CONSIGNE ÉCRITE A:
D'après le récit de navigation vers le Saloum, à quelle distance au sud de Dakar se trouve le Saloum ?

Après avoir fait connaissance avec la trépidante Dakar, nous avons eu envie de changer d’ambiance en allant naviguer sur le Saloum, situé à 60 miles (110 km) au Sud de la capitale.



Samedi 26 mars 2022, nous quittions dans la matinée la baie de Dakar, slalomant entre les filets et évitant de justesse de nous emmêler dans l’un d’eux.

Pour nous assurer une arrivée de jour dans le Saloum, nous avons pris l’option de jeter l’ancre pour la nuit à mi-parcours à hauteur de Saly. Nous nous sommes enfoncés dans une véritable forêt de casiers et de filets de plus en plus épaisse au fur et à mesure que nous nous rapprochions de la côte pour trouver notre mouillage. Seul le jour qui tombait nous a alors dissuadé de faire demi-tour. Nous avons jeté l’ancre là où nous pouvions, sans réussir à nous tenir complètement à l’écart des casiers et du risque de finir dedans si l’ancre chassait pendant la nuit…

Heureusement il n’en fut rien, et après avoir traversé en sens inverse ce terrain miné le lendemain matin, nous avons retrouvé avec soulagement des eaux plus saines au large jusqu’à notre arrivée sous spi en fin d’après-midi devant le Saloum.

Nous avons troqué le spi contre le génois pour franchir sa passe d’entrée parfaitement balisée puis sommes allés jeter l’ancre entre l’île de Guior et de Guisanor.


Trace de Pythéas dans le Saloum


Grande Mosquée de Dinouar


Dionewar, côté île de Guior


Pointe de Dionewar, côté île de Guior


Dionewar, côté île de Guisanor


Pêcheurs à Dionewar



De la rencontre du fleuve Sine et du fleuve Saloum naît un delta composé d’une multitude d’îles.

Aux portes de l’Océan et sous l’influence des marées, ces îles sont habitées soit par des populations Sèrères-Nyominca au Nord soit par des populations Socé au Sud. La pêche, la culture du mil et de l’arachide, le tourisme participent majoritairement à l’économie de cette région. Le delta abrite également une faune très riche, particulièrement au niveau ornithologique.


Dauphins à bosse de l'Atlantique, ou dauphins de Sousa


Pélicans, cormorans, sternes, et autres limicoles...


Des paysages de mangrove ou de savane bordent les "bolongs” (= affluents du fleuve) qui serpentent entre ces îles.

LIGNES DE DONNÉES:
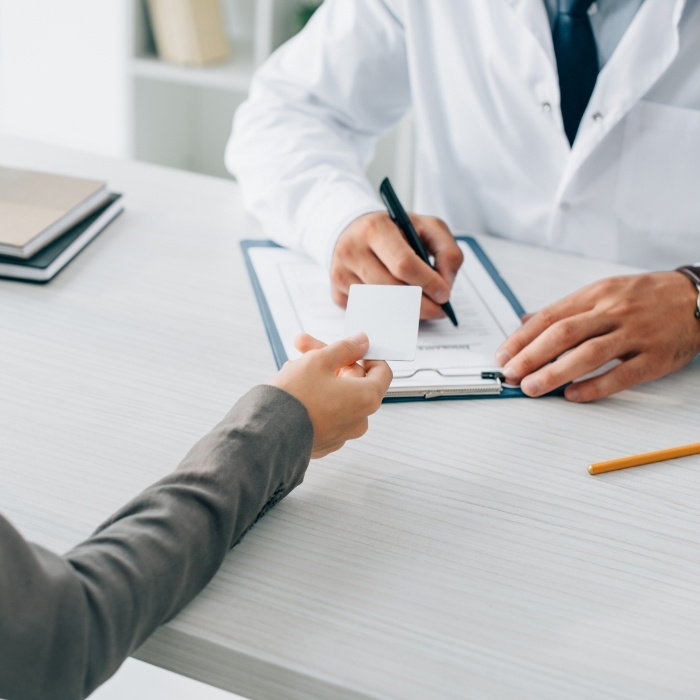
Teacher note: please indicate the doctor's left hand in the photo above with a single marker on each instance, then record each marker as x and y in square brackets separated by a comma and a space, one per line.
[645, 321]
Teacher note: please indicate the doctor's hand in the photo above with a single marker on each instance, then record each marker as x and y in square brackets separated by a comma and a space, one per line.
[372, 250]
[645, 321]
[338, 389]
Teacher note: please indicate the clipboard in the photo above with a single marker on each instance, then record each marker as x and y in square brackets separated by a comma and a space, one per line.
[293, 295]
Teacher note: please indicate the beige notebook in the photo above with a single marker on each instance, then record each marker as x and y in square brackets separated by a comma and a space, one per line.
[37, 207]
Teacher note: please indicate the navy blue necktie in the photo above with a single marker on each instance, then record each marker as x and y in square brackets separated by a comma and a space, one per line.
[577, 60]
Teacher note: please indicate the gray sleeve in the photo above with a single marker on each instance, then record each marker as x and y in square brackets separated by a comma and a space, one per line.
[67, 623]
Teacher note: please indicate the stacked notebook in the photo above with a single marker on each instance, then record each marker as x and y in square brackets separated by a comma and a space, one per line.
[46, 219]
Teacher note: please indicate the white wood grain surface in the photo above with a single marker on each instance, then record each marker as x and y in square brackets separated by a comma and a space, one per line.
[458, 550]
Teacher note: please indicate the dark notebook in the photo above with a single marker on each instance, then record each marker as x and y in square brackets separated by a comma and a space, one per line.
[45, 264]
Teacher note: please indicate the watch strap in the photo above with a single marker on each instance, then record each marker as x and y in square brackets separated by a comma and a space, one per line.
[692, 272]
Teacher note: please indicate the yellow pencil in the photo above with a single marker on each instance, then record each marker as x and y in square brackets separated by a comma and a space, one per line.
[646, 458]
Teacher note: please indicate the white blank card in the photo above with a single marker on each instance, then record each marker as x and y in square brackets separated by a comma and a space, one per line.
[389, 315]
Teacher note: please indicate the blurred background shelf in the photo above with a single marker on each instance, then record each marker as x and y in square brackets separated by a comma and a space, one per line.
[87, 75]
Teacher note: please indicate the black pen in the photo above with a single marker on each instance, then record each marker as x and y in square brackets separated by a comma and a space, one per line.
[400, 218]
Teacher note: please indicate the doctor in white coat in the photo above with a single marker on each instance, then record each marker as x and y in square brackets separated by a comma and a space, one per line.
[497, 152]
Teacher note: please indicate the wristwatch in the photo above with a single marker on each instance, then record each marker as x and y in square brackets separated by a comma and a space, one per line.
[692, 272]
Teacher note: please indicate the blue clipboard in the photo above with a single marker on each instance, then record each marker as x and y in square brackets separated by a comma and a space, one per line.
[497, 390]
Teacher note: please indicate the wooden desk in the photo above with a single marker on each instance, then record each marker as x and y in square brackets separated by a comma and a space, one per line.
[460, 549]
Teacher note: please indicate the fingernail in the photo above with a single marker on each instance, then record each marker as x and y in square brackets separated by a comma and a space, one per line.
[502, 356]
[511, 375]
[530, 386]
[572, 394]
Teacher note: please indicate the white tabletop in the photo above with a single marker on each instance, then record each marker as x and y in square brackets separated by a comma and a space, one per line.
[460, 549]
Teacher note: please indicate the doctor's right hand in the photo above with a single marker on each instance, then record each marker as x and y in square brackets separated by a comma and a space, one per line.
[338, 389]
[372, 250]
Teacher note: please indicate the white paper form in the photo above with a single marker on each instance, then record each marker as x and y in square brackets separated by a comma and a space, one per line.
[298, 294]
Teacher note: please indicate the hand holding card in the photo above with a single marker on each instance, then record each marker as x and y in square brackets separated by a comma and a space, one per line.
[389, 315]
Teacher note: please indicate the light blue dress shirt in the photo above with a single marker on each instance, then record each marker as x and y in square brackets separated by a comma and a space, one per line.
[609, 20]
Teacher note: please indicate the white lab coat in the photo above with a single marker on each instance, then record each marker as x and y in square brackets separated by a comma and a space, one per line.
[491, 153]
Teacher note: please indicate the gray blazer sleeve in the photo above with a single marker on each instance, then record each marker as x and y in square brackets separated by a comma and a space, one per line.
[67, 623]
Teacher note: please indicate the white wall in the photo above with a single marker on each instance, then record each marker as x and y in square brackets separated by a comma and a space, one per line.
[63, 72]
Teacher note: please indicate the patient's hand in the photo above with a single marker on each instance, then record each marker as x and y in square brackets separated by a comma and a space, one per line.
[338, 389]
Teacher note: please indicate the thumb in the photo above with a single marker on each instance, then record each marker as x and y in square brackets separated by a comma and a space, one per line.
[345, 352]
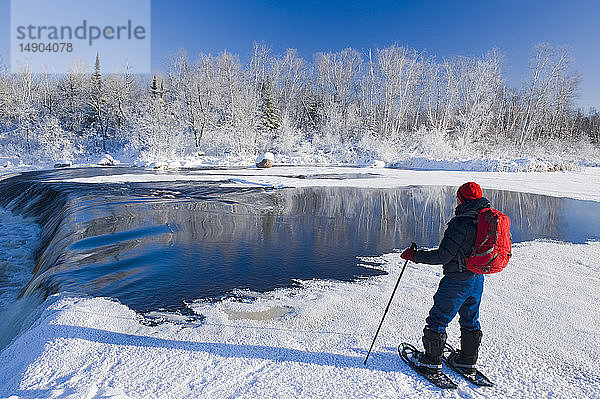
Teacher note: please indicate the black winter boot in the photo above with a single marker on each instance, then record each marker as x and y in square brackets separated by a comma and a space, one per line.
[433, 342]
[469, 348]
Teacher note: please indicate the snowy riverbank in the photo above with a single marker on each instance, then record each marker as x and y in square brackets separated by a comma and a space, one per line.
[540, 323]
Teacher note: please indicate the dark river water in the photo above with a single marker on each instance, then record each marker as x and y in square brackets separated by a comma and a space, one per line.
[157, 245]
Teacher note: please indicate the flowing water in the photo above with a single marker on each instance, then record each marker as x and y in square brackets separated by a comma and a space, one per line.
[155, 245]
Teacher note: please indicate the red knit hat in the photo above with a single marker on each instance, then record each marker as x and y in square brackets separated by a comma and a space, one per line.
[469, 191]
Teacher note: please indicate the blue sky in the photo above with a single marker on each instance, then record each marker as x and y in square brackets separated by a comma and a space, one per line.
[441, 28]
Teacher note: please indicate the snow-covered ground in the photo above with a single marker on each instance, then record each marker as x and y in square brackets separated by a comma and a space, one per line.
[539, 317]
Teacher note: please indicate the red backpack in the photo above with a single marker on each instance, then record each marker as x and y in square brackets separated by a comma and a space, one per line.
[492, 244]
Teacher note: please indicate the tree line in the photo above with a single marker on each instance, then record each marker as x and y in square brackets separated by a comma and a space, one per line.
[393, 98]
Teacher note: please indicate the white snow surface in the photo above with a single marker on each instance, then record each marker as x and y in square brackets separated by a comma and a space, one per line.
[584, 184]
[540, 320]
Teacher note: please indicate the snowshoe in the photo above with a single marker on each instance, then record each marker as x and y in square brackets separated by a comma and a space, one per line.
[470, 373]
[409, 354]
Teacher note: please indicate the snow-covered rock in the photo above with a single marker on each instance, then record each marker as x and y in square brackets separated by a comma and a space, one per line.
[63, 164]
[265, 160]
[107, 160]
[377, 164]
[159, 165]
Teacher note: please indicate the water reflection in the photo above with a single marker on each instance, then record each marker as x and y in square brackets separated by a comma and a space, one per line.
[154, 245]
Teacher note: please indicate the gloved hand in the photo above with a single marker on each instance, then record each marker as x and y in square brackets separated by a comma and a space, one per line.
[409, 253]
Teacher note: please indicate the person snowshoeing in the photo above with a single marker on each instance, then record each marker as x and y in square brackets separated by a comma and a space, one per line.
[459, 290]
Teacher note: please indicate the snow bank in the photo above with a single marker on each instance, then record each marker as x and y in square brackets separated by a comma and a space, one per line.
[539, 317]
[584, 184]
[540, 339]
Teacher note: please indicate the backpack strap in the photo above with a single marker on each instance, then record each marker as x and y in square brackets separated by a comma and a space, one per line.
[473, 215]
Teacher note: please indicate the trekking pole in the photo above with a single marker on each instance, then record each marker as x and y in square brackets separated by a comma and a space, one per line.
[414, 247]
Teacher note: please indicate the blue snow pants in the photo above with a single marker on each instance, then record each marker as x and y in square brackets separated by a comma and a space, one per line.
[456, 296]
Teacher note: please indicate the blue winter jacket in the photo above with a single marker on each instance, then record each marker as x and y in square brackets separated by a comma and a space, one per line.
[458, 241]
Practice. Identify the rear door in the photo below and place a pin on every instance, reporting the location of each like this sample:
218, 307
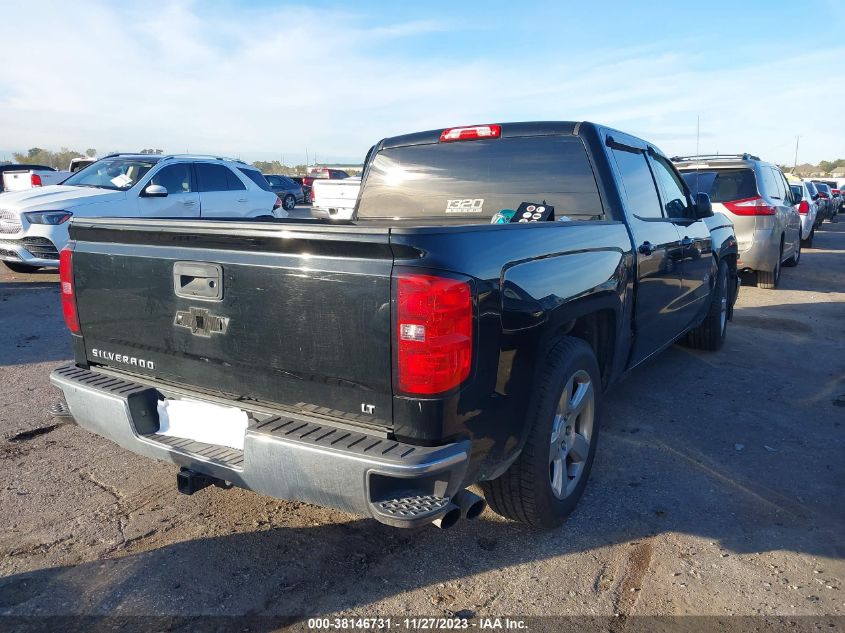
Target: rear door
182, 200
658, 315
277, 314
222, 193
697, 252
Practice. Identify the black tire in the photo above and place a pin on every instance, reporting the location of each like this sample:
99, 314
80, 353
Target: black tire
795, 259
770, 280
710, 334
21, 268
808, 243
525, 492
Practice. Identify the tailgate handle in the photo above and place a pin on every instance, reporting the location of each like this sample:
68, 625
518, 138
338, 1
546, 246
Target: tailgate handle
198, 280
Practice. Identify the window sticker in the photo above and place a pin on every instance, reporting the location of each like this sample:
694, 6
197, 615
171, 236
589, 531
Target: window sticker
465, 205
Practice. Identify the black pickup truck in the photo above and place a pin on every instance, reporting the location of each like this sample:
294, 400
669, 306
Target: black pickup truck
383, 365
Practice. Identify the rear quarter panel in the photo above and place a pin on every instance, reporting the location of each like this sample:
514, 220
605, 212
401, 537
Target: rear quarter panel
530, 281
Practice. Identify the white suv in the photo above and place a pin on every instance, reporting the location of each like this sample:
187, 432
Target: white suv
33, 223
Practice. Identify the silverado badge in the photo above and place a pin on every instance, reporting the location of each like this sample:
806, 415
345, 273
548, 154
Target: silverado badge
200, 322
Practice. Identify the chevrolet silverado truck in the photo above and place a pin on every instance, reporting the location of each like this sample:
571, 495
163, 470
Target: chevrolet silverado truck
383, 365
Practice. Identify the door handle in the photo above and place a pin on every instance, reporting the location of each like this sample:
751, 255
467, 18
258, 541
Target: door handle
646, 248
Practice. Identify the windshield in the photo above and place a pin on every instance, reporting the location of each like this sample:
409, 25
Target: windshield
118, 174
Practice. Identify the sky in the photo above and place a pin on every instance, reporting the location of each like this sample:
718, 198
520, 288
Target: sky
265, 80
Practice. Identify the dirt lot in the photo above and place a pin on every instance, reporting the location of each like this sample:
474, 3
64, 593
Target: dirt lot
718, 489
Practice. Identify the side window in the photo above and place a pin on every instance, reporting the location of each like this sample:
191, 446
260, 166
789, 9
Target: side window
175, 178
233, 183
770, 187
787, 194
639, 184
211, 177
675, 201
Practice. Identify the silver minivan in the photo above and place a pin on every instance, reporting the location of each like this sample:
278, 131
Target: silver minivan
755, 195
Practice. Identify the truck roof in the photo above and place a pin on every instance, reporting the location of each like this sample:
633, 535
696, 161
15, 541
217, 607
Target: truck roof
524, 128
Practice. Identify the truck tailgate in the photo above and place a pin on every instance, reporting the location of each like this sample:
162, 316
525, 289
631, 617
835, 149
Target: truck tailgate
285, 314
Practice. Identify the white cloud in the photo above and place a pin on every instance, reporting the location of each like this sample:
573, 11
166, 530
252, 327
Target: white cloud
265, 82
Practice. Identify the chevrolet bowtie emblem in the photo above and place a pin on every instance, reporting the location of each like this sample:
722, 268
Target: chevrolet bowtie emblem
200, 322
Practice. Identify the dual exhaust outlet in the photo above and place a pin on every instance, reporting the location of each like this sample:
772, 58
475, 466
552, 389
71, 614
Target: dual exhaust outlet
464, 505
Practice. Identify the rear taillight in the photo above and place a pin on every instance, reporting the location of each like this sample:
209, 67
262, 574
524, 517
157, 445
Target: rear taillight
434, 323
750, 206
68, 295
470, 133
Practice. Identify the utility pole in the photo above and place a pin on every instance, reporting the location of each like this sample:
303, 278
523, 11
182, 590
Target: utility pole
697, 133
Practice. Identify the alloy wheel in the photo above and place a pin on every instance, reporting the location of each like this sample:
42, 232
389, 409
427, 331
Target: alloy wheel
572, 431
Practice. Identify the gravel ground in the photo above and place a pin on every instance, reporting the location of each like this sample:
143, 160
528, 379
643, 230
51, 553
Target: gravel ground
717, 490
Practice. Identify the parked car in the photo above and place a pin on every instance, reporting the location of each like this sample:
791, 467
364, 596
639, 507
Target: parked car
807, 208
289, 191
33, 223
824, 206
319, 173
835, 194
306, 189
17, 167
21, 177
755, 196
826, 193
335, 199
383, 365
838, 198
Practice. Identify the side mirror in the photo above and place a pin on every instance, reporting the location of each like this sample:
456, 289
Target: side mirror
154, 191
703, 207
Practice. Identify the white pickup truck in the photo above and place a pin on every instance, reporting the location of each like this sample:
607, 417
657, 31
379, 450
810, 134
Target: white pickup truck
334, 199
20, 177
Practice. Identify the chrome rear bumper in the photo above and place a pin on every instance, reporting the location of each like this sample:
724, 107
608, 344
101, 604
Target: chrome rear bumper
284, 456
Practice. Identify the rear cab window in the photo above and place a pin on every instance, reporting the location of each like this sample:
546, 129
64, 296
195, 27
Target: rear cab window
212, 177
255, 176
472, 181
722, 185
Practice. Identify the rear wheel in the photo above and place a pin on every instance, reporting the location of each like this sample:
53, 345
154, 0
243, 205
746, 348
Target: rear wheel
21, 268
710, 334
543, 486
770, 280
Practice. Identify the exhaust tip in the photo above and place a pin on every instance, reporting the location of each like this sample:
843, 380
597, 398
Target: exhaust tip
448, 518
471, 505
476, 509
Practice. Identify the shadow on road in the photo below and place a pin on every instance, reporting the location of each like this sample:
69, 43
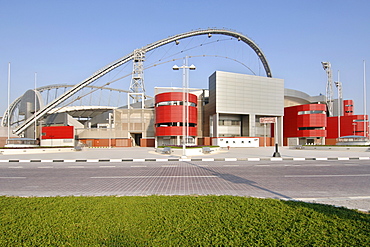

CONSIGNE ÉCRITE B:
Dans la liste, renommez « pin » en « marker » dans la partie qui s'ouvre sur la ligne contenant « Practice. Identify the shadow » et se termine à la fin de la liste. Reproduisez ces lignes sans autre changement et sans les images.

RÉSULTAT DE L'EXERCICE A:
À 60 miles, soit 110 km, au sud de la capitale.

RÉSULTAT DE L'EXERCICE B:
Practice. Identify the shadow on road in the photo below and place a marker on every instance, reporting the location of each like this sample:
69, 43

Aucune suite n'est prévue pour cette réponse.